The mortgage issue here for example has resulted in the banks having much closer links with the UK authorities in order to collect outstanding debts from people who have "run" back to the UK - in addition they can now go after your UK assets in addition to your Spanish ones.

I would therefore assume that the reverse is true, and that there are ways of UK banks, lenders etc following you to Spain to collect what is owed.

Bear in mind that even though this may take time - that will be reflected in penalties, fines or interest accrued .... so he could end up with an even bigger debt.

Im no expert Mark but thats my opinion on it ...

● **WRITTEN TASKS**
**A)** In the post, what can the banks now go after in addition to a debtor's Spanish assets?
**B)** List the things the post says could make a debt bigger as collection takes time.
**C)** From the post, return the stretch from "I would therefore" through "even bigger debt.".

● **DATA PROVIDED**
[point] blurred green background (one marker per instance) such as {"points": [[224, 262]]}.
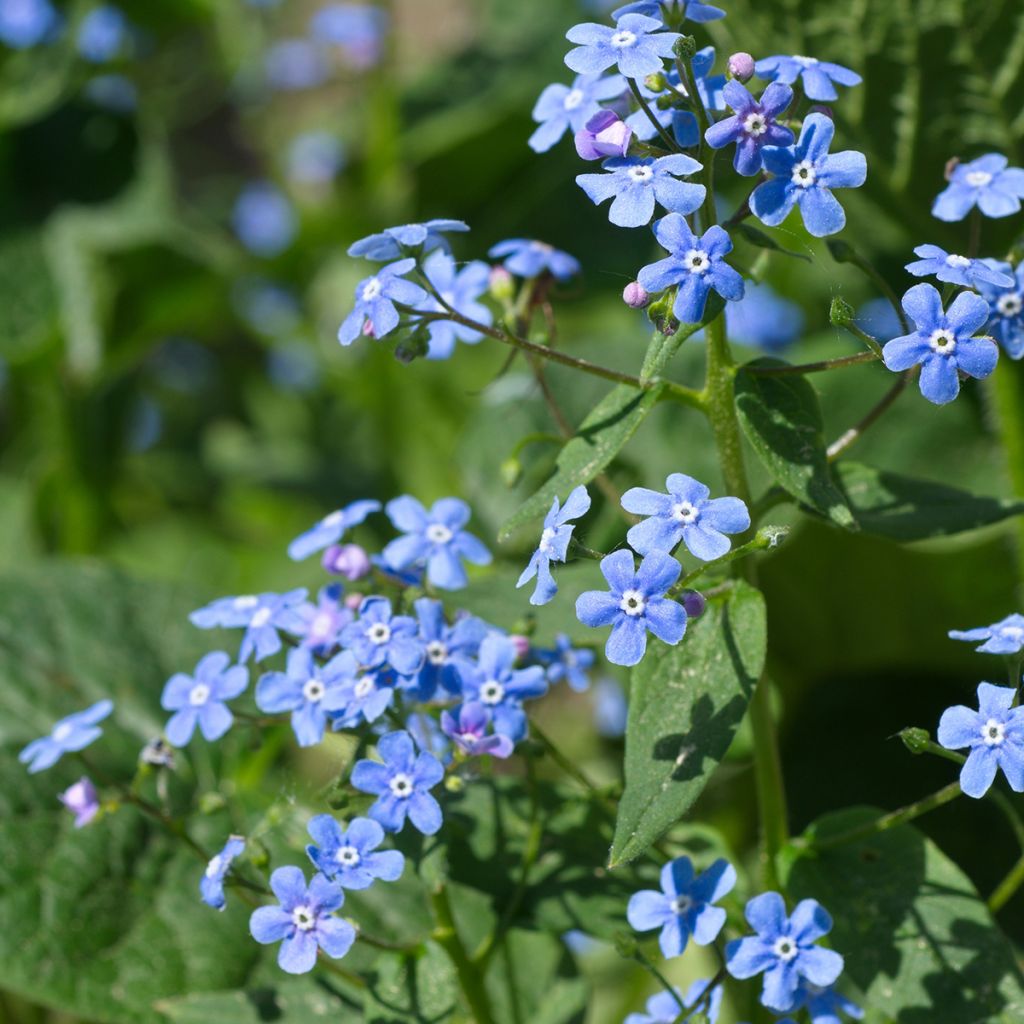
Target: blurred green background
{"points": [[155, 418]]}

● **SOLVED PROBLEMS**
**A)** UK assets.

**B)** penalties, fines, interest accrued

**C)**
I would therefore assume that the reverse is true, and that there are ways of UK banks, lenders etc following you to Spain to collect what is owed.

Bear in mind that even though this may take time - that will be reflected in penalties, fines or interest accrued .... so he could end up with an even bigger debt.